WORK TO BE COMPLETED >>
Here are the records. Print them all exactly.

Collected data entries
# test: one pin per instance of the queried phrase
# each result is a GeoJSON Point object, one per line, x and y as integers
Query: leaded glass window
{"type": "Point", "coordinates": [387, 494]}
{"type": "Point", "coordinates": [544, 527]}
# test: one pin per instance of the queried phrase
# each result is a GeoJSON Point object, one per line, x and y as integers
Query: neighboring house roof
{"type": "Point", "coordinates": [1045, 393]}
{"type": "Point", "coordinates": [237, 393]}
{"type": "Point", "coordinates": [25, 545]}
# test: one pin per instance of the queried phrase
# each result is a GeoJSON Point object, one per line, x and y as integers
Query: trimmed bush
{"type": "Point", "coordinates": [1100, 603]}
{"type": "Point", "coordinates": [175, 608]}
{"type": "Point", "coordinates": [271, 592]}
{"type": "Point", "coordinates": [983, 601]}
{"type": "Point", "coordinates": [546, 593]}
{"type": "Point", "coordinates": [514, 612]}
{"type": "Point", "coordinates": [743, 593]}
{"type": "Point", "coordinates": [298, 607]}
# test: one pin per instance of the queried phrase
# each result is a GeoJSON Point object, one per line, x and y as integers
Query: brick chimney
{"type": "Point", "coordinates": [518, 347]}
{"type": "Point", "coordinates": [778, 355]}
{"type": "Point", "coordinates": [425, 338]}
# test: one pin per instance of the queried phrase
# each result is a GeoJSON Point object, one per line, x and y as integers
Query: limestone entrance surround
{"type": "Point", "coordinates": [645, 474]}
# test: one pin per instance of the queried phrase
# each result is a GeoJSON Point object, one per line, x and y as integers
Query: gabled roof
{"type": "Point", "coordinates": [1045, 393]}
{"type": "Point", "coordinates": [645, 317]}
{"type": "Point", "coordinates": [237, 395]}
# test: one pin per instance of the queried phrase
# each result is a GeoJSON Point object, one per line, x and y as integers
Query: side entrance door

OUTPUT FOR THIS EXERCISE >>
# test: one pin per instance of the queried phrase
# each result is a GeoJSON Point object, one per line, x and y as integers
Query: leaded glass window
{"type": "Point", "coordinates": [387, 494]}
{"type": "Point", "coordinates": [544, 527]}
# test: one pin per instance of the queried phrase
# each result is a GeoJSON Point object, one per line, x and y as integers
Query: neighboring house roof
{"type": "Point", "coordinates": [1045, 393]}
{"type": "Point", "coordinates": [237, 393]}
{"type": "Point", "coordinates": [25, 545]}
# test: one pin per instance of the queried phrase
# each result is a GeoJSON Point object, one per line, x and y as integers
Query: trimmed bush
{"type": "Point", "coordinates": [1100, 603]}
{"type": "Point", "coordinates": [175, 608]}
{"type": "Point", "coordinates": [271, 592]}
{"type": "Point", "coordinates": [983, 601]}
{"type": "Point", "coordinates": [546, 593]}
{"type": "Point", "coordinates": [514, 612]}
{"type": "Point", "coordinates": [743, 593]}
{"type": "Point", "coordinates": [298, 607]}
# test: one pin per instance of the queried phrase
# each result is a GeoJSON Point object, one per line, x and y as integers
Query: brick chimney
{"type": "Point", "coordinates": [518, 347]}
{"type": "Point", "coordinates": [778, 355]}
{"type": "Point", "coordinates": [425, 338]}
# test: one pin per instance of the queried phrase
# each result is a GeoJSON Point object, one per line, x and y as integers
Query: limestone entrance surround
{"type": "Point", "coordinates": [645, 474]}
# test: one pin per instance of the queried phrase
# each result is a GeoJSON Point object, one per line, x and y as integers
Query: gabled roof
{"type": "Point", "coordinates": [1045, 393]}
{"type": "Point", "coordinates": [645, 317]}
{"type": "Point", "coordinates": [237, 395]}
# test: one pin per instance of the queried phrase
# each result is a GeoJSON Point object, one per line, x and y as integers
Query: side entrance door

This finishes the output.